--- Input material ---
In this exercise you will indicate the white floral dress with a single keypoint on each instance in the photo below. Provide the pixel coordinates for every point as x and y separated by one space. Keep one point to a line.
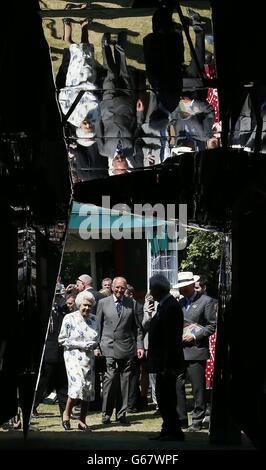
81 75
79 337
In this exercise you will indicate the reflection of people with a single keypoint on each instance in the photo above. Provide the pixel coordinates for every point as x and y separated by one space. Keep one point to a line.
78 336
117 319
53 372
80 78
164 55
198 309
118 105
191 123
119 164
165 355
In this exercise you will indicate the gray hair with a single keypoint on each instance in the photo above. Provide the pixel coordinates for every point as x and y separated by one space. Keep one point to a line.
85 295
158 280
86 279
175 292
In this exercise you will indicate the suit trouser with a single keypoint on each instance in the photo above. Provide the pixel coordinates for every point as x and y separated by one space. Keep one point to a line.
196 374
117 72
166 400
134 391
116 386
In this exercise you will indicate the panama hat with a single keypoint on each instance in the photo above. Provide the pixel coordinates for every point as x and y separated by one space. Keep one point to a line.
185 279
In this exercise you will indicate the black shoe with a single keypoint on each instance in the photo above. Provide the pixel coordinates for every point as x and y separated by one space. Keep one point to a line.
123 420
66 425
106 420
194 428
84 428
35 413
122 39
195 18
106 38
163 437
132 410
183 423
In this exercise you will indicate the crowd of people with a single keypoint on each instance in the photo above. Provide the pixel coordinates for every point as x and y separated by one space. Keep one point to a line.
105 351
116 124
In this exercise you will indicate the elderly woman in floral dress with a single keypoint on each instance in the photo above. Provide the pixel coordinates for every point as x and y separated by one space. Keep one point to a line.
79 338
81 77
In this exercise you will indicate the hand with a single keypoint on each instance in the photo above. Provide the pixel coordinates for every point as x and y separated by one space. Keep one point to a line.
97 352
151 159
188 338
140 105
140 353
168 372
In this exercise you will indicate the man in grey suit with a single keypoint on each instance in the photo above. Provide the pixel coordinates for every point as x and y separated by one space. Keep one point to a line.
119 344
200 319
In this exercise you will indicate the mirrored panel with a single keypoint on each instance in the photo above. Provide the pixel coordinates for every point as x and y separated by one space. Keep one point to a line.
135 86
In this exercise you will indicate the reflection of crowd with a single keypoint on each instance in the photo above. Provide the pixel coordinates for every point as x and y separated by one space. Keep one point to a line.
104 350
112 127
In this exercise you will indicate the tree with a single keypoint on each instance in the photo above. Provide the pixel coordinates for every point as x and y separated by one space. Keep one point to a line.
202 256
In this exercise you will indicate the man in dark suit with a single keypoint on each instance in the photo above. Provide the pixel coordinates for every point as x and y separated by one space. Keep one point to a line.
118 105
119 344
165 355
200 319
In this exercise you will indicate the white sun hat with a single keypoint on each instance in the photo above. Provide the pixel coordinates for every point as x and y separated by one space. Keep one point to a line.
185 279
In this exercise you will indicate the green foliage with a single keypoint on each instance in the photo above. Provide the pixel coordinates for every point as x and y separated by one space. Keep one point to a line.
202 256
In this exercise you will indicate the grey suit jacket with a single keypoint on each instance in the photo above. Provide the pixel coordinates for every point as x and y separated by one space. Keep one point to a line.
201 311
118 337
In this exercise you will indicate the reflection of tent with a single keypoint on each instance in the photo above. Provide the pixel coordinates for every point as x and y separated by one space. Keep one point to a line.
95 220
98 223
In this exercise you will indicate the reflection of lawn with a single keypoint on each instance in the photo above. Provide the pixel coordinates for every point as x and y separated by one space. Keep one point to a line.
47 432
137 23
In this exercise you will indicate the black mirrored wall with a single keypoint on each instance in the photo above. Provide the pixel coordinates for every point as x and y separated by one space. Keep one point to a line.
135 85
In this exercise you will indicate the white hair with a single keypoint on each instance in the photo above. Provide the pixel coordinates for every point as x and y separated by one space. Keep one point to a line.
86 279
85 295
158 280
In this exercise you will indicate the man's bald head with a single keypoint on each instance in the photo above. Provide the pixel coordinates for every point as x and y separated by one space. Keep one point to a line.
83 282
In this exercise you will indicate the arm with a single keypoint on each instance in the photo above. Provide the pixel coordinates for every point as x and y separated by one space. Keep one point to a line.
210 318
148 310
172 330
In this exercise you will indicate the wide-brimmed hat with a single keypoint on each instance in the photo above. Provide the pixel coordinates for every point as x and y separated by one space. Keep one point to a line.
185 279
---
Problem to work on:
Nothing should appear in the answer except the lines from the one with "In this exercise you will indicate the wide-brimmed" through the final line of the records, written exactly.

Exercise output:
In this exercise you will indicate the wide-brimmed hat with a single keypoint on each instance in the photo above. Provide the pixel coordinates for every point as x and y separated by one space. Keep one point to a line.
185 279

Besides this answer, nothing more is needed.